Exactly reproduce the lines from the line bearing "the blue tractor" through the end of the listing, inclusive of both; pictures are to be omitted.

-- -- --

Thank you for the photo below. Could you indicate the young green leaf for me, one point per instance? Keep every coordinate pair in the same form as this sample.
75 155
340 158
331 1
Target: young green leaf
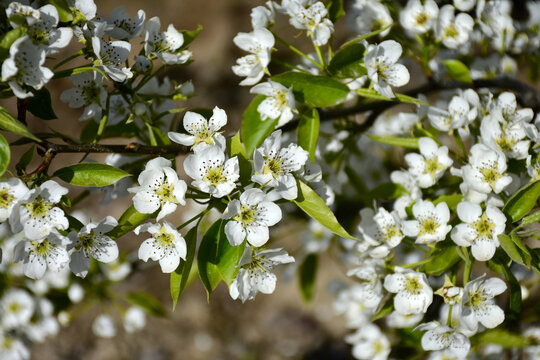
313 90
90 174
254 130
308 132
315 207
522 201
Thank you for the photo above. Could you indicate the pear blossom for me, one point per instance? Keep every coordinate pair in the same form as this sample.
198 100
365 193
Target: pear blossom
480 229
211 173
24 67
259 44
166 46
160 189
88 92
428 166
382 68
166 245
11 190
431 224
453 30
202 132
380 230
486 170
439 337
92 242
38 256
255 274
279 104
124 27
250 218
413 293
419 17
36 213
478 305
273 165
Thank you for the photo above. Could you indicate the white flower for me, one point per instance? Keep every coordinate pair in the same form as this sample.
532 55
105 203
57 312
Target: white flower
417 17
211 173
91 242
431 224
428 166
479 229
111 56
89 92
453 30
159 188
165 45
439 337
380 230
259 44
24 67
477 304
369 343
413 293
166 245
250 218
16 309
11 190
103 326
203 133
486 170
273 165
383 70
38 256
124 27
278 104
256 274
36 214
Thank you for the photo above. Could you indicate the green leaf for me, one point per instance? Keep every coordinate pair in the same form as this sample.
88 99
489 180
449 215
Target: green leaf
315 207
308 132
522 201
40 105
458 70
64 11
502 338
313 90
90 174
335 10
180 277
129 220
443 259
254 130
217 259
9 123
348 62
308 272
147 302
5 154
411 143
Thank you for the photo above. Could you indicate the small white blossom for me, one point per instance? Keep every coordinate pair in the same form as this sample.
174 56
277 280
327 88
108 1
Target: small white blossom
211 173
250 218
383 70
273 165
279 103
91 242
159 188
255 274
202 132
166 245
431 224
413 293
480 229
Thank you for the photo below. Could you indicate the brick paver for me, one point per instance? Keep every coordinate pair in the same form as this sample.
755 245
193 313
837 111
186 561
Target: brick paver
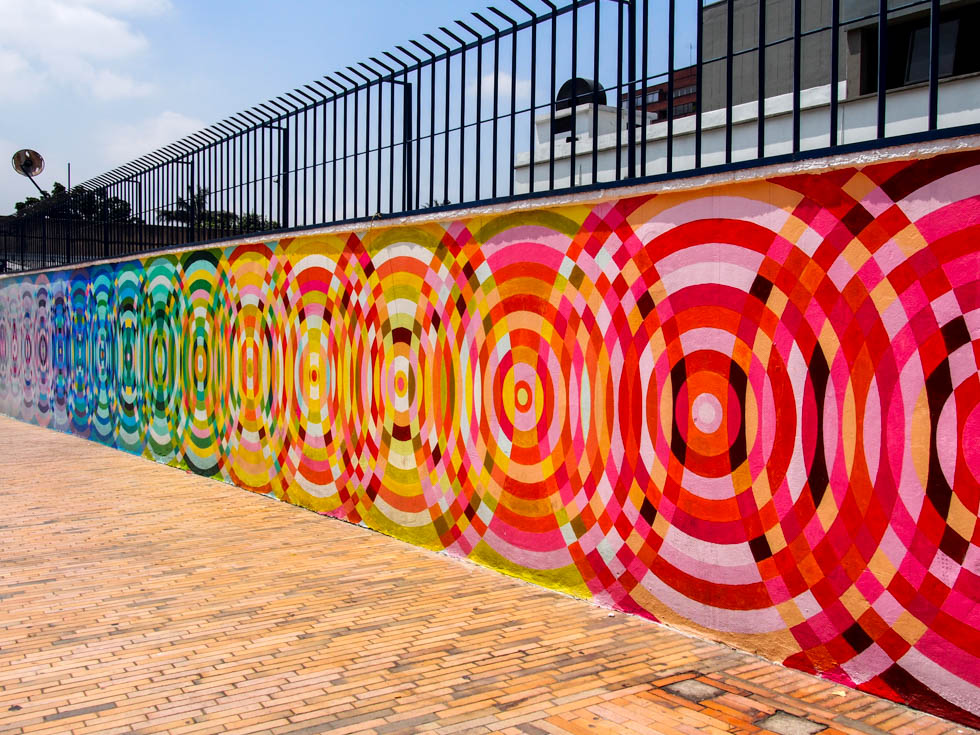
139 598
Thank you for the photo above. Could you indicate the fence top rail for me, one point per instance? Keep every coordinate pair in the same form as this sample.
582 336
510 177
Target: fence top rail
277 109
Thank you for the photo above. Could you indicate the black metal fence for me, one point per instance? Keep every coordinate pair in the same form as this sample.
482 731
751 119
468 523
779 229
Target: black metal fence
530 100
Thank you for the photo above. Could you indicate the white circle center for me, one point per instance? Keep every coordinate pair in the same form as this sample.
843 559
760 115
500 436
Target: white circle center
706 412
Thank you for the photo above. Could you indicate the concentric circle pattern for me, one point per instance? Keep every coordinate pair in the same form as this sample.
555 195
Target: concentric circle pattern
752 410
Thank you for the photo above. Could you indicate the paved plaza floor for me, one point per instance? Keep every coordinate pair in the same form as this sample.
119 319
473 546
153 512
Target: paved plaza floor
139 598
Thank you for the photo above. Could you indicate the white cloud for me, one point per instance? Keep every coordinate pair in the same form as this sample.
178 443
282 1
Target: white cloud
129 7
18 82
126 142
77 42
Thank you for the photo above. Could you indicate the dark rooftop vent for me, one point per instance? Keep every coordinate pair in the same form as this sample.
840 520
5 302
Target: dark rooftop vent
582 91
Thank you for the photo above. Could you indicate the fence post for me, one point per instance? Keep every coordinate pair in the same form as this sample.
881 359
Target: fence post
284 176
406 147
105 222
631 133
67 258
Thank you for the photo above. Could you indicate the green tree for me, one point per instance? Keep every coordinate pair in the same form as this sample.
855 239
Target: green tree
82 204
194 209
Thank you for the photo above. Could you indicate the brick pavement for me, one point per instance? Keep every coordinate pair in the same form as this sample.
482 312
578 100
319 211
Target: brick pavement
136 598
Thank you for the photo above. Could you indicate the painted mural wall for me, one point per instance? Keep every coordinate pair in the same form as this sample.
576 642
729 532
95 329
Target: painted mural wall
751 411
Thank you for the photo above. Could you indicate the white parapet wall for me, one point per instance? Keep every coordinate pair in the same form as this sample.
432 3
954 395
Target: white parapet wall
906 112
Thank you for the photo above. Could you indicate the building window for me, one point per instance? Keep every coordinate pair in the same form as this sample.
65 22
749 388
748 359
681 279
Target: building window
908 49
917 69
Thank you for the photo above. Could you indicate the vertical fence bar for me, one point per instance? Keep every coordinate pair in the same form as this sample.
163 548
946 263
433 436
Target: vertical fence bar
553 103
407 136
573 136
631 103
761 102
729 85
834 69
882 64
671 28
644 80
619 92
797 76
699 84
934 64
595 94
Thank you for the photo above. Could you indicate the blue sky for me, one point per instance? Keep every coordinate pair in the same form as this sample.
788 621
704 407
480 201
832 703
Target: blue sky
100 82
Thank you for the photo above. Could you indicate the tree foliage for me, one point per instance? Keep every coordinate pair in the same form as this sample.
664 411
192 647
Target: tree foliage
81 204
195 209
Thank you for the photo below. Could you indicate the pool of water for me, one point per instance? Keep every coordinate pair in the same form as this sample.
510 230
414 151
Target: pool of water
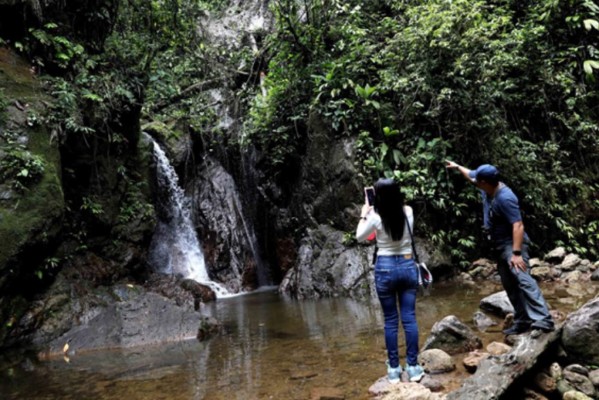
269 348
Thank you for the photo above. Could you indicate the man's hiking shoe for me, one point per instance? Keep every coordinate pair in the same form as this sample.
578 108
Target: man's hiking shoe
537 332
393 374
415 372
515 330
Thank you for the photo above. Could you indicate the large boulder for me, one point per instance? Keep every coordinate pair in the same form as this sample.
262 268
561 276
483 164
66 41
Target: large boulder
452 336
579 336
31 197
127 316
326 268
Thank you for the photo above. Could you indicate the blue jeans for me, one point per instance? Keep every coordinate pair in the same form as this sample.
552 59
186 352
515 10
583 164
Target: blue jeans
396 281
523 291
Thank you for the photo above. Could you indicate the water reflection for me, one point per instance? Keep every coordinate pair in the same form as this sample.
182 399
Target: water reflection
270 348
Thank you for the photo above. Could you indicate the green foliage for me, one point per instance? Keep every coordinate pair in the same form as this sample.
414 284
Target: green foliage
509 83
18 165
92 206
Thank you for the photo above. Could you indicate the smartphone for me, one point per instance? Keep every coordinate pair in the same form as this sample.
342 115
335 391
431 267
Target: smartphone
369 193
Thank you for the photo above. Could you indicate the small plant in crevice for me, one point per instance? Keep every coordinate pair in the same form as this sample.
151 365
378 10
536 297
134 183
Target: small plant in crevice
20 167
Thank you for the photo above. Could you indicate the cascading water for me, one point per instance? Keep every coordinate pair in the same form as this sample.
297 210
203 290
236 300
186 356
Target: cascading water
175 248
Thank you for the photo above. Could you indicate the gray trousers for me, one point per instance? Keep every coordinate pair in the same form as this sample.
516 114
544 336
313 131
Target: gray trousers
523 291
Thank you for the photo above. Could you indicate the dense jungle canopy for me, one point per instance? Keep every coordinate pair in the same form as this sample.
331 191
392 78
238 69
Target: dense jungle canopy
509 82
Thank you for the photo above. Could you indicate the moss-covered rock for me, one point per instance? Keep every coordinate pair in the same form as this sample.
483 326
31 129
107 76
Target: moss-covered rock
31 197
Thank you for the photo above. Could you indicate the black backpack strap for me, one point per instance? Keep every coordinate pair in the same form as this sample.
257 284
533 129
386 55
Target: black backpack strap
411 238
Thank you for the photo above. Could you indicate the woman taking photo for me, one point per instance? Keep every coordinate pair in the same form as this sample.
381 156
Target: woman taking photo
395 272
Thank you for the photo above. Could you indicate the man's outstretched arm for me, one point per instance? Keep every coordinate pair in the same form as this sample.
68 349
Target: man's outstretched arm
463 170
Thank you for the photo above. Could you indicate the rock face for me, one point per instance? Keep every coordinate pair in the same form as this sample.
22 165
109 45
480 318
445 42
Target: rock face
31 197
326 268
452 336
579 336
496 374
133 318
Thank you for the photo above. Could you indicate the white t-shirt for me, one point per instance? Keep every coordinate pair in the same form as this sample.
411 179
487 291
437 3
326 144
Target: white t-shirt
387 246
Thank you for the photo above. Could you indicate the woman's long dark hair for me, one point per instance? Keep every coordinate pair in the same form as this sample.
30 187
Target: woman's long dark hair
388 203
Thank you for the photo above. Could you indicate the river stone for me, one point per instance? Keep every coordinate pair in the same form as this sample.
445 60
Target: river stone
577 369
497 348
574 395
383 390
545 382
530 394
579 382
435 361
498 304
572 276
326 393
482 321
584 266
452 336
579 336
556 255
473 360
541 273
496 375
555 371
594 377
570 262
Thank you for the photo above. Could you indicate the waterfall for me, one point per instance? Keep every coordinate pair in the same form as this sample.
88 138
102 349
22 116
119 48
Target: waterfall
175 248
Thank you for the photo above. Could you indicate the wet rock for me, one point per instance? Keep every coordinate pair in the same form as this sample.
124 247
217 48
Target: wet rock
572 276
574 395
498 304
452 336
584 266
579 336
556 255
434 385
473 360
594 377
545 382
326 393
508 321
537 262
563 387
297 375
530 394
435 361
577 369
496 348
140 319
482 268
542 273
383 390
482 321
579 381
555 371
496 374
570 262
327 268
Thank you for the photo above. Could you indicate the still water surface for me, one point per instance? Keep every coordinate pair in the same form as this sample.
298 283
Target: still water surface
269 348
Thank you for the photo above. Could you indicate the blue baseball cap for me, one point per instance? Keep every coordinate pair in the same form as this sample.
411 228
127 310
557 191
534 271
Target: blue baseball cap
484 172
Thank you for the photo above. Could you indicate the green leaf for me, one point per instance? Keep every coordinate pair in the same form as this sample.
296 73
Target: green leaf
590 24
590 65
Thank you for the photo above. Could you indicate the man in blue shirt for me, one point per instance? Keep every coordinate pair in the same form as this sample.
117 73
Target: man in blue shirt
502 218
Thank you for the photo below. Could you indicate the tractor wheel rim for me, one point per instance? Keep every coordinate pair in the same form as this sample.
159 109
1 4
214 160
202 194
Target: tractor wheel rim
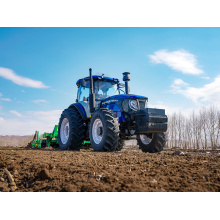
145 139
96 134
64 131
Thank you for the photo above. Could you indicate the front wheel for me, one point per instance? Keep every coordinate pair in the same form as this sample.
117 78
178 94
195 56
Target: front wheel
152 143
71 130
104 131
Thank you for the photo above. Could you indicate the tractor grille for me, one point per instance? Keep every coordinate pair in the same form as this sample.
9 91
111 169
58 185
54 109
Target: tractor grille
142 103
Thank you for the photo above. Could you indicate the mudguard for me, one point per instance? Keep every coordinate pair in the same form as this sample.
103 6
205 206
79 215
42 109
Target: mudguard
81 110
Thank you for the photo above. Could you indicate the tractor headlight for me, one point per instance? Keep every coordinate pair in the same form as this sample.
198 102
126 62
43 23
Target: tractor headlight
133 104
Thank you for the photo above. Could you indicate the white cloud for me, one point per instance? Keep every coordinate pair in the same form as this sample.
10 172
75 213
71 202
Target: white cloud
15 113
205 77
5 99
30 122
179 60
208 93
178 83
39 101
20 80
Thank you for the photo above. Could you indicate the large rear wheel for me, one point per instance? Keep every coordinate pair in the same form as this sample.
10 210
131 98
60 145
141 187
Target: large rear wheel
104 131
71 131
152 143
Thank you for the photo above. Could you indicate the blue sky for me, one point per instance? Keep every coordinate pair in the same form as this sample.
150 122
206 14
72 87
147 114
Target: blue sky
177 68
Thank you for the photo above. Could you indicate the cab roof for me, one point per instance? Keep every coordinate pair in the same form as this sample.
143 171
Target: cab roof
98 77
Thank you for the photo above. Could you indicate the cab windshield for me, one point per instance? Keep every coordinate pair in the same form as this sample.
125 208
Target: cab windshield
102 90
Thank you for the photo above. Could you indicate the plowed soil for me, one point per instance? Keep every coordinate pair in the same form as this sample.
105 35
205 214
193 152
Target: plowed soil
129 170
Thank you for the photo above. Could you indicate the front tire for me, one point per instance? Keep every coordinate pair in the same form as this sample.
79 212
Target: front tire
104 131
151 143
71 131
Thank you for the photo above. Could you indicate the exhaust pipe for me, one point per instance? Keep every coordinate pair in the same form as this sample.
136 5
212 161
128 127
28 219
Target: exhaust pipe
126 78
91 94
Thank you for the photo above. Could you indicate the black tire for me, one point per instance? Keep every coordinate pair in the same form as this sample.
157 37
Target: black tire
120 146
76 130
156 145
110 131
44 143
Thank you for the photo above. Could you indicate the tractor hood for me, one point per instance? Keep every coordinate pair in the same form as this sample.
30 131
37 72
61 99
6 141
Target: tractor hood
124 96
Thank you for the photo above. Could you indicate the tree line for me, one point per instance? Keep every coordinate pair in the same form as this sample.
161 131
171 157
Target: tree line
200 130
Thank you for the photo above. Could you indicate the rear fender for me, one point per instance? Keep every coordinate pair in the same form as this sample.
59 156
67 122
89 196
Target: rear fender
81 110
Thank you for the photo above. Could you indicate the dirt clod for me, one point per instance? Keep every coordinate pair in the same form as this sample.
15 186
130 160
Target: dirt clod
44 174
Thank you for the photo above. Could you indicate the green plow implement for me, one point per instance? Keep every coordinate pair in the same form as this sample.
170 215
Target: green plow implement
50 139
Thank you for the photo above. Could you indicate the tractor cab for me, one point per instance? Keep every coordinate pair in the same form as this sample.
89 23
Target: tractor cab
104 87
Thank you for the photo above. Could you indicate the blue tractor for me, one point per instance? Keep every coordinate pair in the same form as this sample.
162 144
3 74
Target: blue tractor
106 116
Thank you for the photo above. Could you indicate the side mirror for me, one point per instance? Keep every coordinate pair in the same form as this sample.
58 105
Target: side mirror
83 83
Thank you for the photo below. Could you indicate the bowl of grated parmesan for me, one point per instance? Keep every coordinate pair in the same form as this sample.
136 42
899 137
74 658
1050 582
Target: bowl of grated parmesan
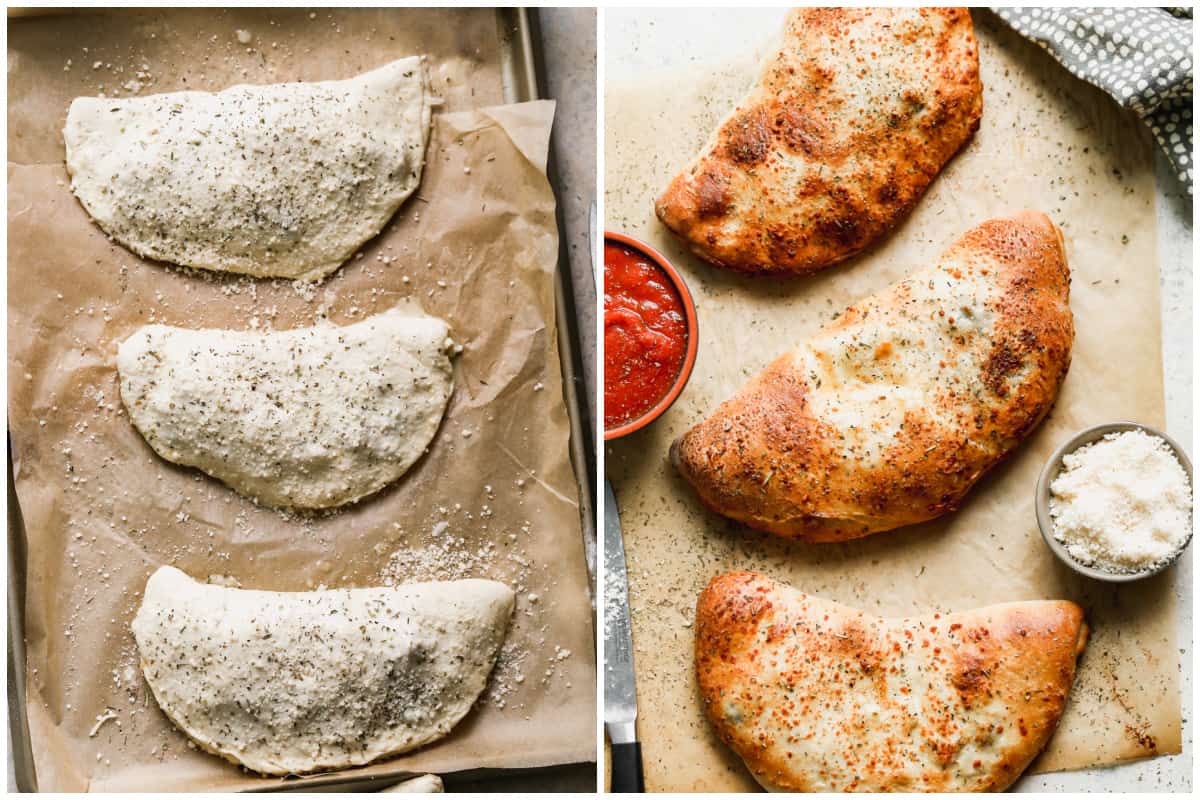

-- -- --

**RESPONSE TO THE TASK:**
Thank you for the photo above. Could you indicate the blue tractor for me, one point per instance? Keep every coordinate pair in the same form as this sample.
162 144
3 74
Target: blue tractor
106 116
Thank you for the photo above. Could you indicate the side mirror for me, one point per instance? Keep every coordinate pair in the same form as this sample.
58 105
Target: side mirror
83 83
Thank you for the photo below. Could you indicate the bowl of grated parmesan for me, one point per instance? Keep every coordinate pair in the same form as this sample.
136 42
899 137
74 658
1050 582
Target: bowl of grated parmesan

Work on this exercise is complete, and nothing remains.